ФРАГМЕНТ ТЕКСТА
* * *
Конечно, и Пушкин владел «искусством сопоставлений»: размышления поэта о чередовании поколений неуловимой связью объединены с описаниями зимы, весны, лета. И здесь не «сравнение», не «метафора» и тем более не «символ» или «аллегория». Каталог «тропов», завещанный нам классицизмом, не может быть применен при изучении поэтики Пушкина, и, вероятно, только теория кино раскроет нам глаза на смысл художественных «открытий поэта.
Пушкин «монтирует» размышления об истории с пейзажами. Но его поэтический монтаж без коренных изменений не может появиться на экране. Конечно, в кадре нетрудно показать соперничество снега и весеннего солнца. Но ни один режиссер не смог бы переложить на «язык кино» раздумий поэта о чередовании поколений и вечном омоложении мира. А без них чудесные снежинки и вечные ручьи превратятся в заурядные описания природы. Стало быть, литература кинематографична как-то по-особенно.
Она не только кинематографична. Она еще и «телевизионна». И охота за сценариями, спрятанными в произведениях классической литературы, когда-нибудь приведет нас к выявлению этой ее стороны. Свойствами искусства телевидения, например, несомненно обладает повесть Пушкина «Египетские ночи», и юной теории младшего из искусств пора бросить на ее страницы свой пытливый взгляд.
* * *
ЗАДАНИЕ A
Сверьте три утверждения с фрагментом о Пушкине и кино и ответьте на каждое «да» или «нет», приведя точную решающую цитату. (i) Каталог тропов, доставшийся от классицизма, годится для изучения поэтики Пушкина. (ii) В кадре трудно показать соперничество снега и весеннего солнца. (iii) Повесть «Египетские ночи» обладает свойствами искусства телевидения.
ЗАДАНИЕ B
Переведите на английский предложение из фрагмента о Пушкине и кино: «Но ни один режиссер не смог бы переложить на «язык кино» раздумий поэта о чередовании поколений и вечном омоложении мира».
ЗАДАНИЕ C
Продолжите фрагмент о Пушкине и кино, начав сразу после его последнего предложения.
* * *
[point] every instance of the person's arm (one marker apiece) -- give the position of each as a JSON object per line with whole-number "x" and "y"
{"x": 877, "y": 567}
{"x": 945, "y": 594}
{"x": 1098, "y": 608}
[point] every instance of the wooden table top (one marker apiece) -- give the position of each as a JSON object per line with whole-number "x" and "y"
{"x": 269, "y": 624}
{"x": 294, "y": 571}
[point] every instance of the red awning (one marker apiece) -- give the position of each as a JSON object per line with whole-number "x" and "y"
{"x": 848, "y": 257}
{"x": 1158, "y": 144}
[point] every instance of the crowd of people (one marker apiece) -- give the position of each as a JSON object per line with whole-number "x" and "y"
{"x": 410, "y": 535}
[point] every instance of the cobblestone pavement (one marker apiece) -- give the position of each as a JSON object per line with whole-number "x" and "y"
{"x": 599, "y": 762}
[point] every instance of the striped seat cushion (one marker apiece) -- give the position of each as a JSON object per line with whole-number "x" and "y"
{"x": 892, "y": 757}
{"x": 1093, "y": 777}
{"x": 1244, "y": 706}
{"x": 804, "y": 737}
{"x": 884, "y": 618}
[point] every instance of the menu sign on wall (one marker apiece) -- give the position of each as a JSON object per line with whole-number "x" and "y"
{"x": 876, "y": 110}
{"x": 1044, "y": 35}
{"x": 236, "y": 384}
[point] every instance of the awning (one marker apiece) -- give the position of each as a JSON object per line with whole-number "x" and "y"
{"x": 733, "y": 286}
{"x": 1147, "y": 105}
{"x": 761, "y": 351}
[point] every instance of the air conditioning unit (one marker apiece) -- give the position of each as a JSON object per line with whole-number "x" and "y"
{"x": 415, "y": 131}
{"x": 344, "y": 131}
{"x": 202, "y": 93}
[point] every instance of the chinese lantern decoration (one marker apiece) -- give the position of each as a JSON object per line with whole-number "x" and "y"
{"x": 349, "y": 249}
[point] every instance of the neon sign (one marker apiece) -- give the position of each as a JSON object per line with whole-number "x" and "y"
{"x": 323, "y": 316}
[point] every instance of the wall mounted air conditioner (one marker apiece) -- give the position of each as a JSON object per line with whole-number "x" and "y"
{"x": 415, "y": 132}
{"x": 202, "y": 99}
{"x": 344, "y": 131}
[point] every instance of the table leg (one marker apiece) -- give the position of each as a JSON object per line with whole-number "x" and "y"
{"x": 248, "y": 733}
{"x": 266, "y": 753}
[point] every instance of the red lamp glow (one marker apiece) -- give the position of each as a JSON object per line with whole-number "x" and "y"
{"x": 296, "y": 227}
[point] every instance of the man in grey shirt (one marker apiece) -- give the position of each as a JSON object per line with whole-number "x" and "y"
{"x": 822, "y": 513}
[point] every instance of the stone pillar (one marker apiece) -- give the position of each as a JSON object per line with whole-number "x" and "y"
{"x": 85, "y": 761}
* * *
ОЖИДАЕМЫЙ ОТВЕТ A
(i) Нет: «Каталог «тропов», завещанный нам классицизмом, не может быть применен при изучении поэтики Пушкина».
(ii) Нет: «Конечно, в кадре нетрудно показать соперничество снега и весеннего солнца».
(iii) Да: «Свойствами искусства телевидения, например, несомненно обладает повесть Пушкина «Египетские ночи»».

ОЖИДАЕМЫЙ ОТВЕТ B
But no director could render into the "language of cinema" the poet's reflections on the succession of generations and the eternal renewal of the world.

ОЖИДАЕМЫЙ ОТВЕТ C
Прежде всего «Египетские ночи» — повесть на редкость камерная. Действие ее ни разу не выходит за пределы одной комнаты — сначала кабинета Чарского, затем зала. Внимание сосредоточено на интерьере, на деталях убранства комнат, на предметах бытового обихода. Любящему и знающему Пушкина читателю «Египетских ночей» обязательно покажется: с поэтом что-то случилось; покинув просторы моря, горы, русские поля и уральские степи, он заперся в кабинете. Всегда очень «пространственный» Пушкин намеренно ограничивает себя крупными и средними планами. Чаще — крупными.
Их не просто «много». Они чередуются в закономерном ритме, в полном соответствии с требованиями проясняющихся сейчас законов телевидения. Не представляет ли собой готовый сценарий кульминационная сцена повести?
1. «Импровизатор сошел... с подмостков,
2. держа в руках урну,
3. и спросил:— кому угодно будет вынуть тему? —
4. ...Ни одна из блестящих дам, тут сидевших, не тронулась...
5. Вдруг заметил он в стороне
6. поднявшуюся ручку в белой маленькой перчатке;
7. он с живостию оборотился
8. и подошел
9. к молодой величавой красавице, сидевшей на краю второго ряда.
10. Она встала безо всякого смущения
11. и со всевозможною простотою опустила в
12. урну
13 аристократическую ручку
14 и вынула сверток».
Чуть-чуть среднего плана: комната — подмостки — сидящие в неподвижном молчании дамы. Зато чрезвычайно важны чередующиеся изображения крупным планом: руки импровизатора держат урну — поднимается маленькая ручка аристократки — маленькая ручка аристократки опускается — снова урна. Движение рук и урны. Несколько жестов. И все сказано, никаких слов не надо!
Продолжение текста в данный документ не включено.